─── PROVIDED DATA ───

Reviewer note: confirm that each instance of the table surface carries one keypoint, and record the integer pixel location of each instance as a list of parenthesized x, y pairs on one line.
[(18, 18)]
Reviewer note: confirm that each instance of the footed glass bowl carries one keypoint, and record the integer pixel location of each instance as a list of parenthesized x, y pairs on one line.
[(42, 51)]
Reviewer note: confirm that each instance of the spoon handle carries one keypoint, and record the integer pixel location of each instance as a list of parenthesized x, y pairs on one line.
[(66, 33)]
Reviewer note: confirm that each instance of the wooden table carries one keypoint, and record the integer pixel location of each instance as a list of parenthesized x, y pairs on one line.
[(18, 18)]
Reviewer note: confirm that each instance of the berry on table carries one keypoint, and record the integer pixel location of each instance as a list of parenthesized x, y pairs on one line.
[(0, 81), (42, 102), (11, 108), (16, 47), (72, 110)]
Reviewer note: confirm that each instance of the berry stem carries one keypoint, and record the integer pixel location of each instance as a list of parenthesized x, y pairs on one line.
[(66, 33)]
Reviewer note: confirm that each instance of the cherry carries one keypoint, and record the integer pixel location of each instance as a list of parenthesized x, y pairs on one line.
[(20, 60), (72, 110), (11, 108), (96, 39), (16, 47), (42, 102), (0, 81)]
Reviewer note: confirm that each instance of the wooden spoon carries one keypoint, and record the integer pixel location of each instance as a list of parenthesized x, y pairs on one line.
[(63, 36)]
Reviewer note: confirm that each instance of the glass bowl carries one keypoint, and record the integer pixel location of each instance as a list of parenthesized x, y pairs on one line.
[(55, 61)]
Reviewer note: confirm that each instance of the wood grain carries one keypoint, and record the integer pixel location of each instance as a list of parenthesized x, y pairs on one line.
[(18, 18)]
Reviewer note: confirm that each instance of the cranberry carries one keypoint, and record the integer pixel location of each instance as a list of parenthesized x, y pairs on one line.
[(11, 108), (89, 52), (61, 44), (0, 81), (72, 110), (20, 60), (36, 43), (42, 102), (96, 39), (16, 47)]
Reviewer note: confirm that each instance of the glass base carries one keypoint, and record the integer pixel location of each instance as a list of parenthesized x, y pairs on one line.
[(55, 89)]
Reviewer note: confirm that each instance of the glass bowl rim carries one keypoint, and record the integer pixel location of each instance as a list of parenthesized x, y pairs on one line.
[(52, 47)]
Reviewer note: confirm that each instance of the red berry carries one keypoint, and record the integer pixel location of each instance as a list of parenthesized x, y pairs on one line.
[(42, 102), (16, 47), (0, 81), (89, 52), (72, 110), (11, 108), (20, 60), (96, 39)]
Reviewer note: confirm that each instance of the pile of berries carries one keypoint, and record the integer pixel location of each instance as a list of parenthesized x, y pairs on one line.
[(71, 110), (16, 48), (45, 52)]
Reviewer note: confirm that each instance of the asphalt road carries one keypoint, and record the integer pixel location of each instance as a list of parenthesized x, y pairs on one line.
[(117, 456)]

───

Reproduce the material above verbatim, keeping every line in its original order and wording.

**RESULT OF THIS TASK:**
Reviewer note: confirm that each instance of the table surface carries one keypoint, and record the integer pixel location of each instance as a list of parenthesized x, y pairs on one line.
[(18, 18)]
Reviewer note: confirm that each instance of the footed glass bowl carries one keypoint, and record the integer pixel location of each instance as a list of parenthesized x, y pairs on one line.
[(42, 51)]
Reviewer note: confirm that each instance of the spoon handle carries one keypoint, and record the integer pixel location of each instance as a list of parenthesized x, y pairs on one line.
[(66, 33)]
Reviewer note: confirm that each instance of the wooden table carries one keypoint, and record the integer pixel location of each instance as a list of parenthesized x, y pairs on one line.
[(18, 18)]
Reviewer note: confirm that each instance of the berry on table carries one keypoint, and record the integer pixel location of each instance as a list of parenthesized x, y pairs on one line.
[(0, 81), (42, 102), (11, 108), (16, 47), (72, 110)]
Reviewer note: confirm that each instance of the berry stem carries one keypoint, and record the integer pixel location of each instance as a list of parenthesized x, y pairs on one line.
[(66, 33)]
Reviewer note: confirm that each instance of the cherry carries one keypoint, and record the integer pixel location of each instance as a list of parenthesized x, y pairs on one line.
[(20, 60), (72, 110), (11, 108), (96, 39), (16, 47), (42, 102), (0, 81)]
Reviewer note: confirm that each instance of the wooden spoon carries one keypoint, and record the integer pixel location of each instance as a list of parenthesized x, y pairs on one line.
[(63, 36)]
Reviewer note: confirm that each instance of the glass bowl carries one keypoint, and record the integer pixel location of each instance as a list of parenthesized x, y pairs on one line.
[(55, 61)]
Reviewer note: confirm that each instance of the wood grain carries one keypoint, and record the integer pixel location of each instance as a list of parenthesized x, y pairs on one line.
[(18, 18)]
Reviewer note: confirm that each instance of the cranberry carries one keypoint, and record the integer pixel location of each instance as a list of parenthesized x, y pairs on one line.
[(11, 108), (89, 52), (61, 44), (0, 81), (72, 110), (20, 60), (36, 43), (42, 102), (96, 39), (16, 47)]
Reviewer note: confirm that each instance of the glass base carries one keypoint, and record the integer pixel location of each instance as a list of parenthesized x, y pairs on one line.
[(55, 89)]
Reviewer note: confirm that each instance of the glass bowl rim carries one keypoint, and record the integer pixel location of each instance as a list of parenthesized x, y pairs on one line.
[(52, 47)]
Reviewer note: confirm that each instance of the red berry carries one keypoint, and record the integer pixel location of each instance as a list of parenthesized x, y pairs on one line.
[(42, 102), (16, 47), (0, 81), (89, 52), (72, 110), (11, 108), (20, 60), (96, 39)]
Reviewer note: confirm that each instance of the pile of berries carries one keypoint, and record the integer pixel location of each instance as a list of parenthesized x, y pairs on one line.
[(71, 110), (16, 48), (45, 52)]
Reviewer note: confirm that each instance of the asphalt road carries one keypoint, and record the integer pixel location of each instance as a list of parenthesized x, y pairs on one line.
[(117, 456)]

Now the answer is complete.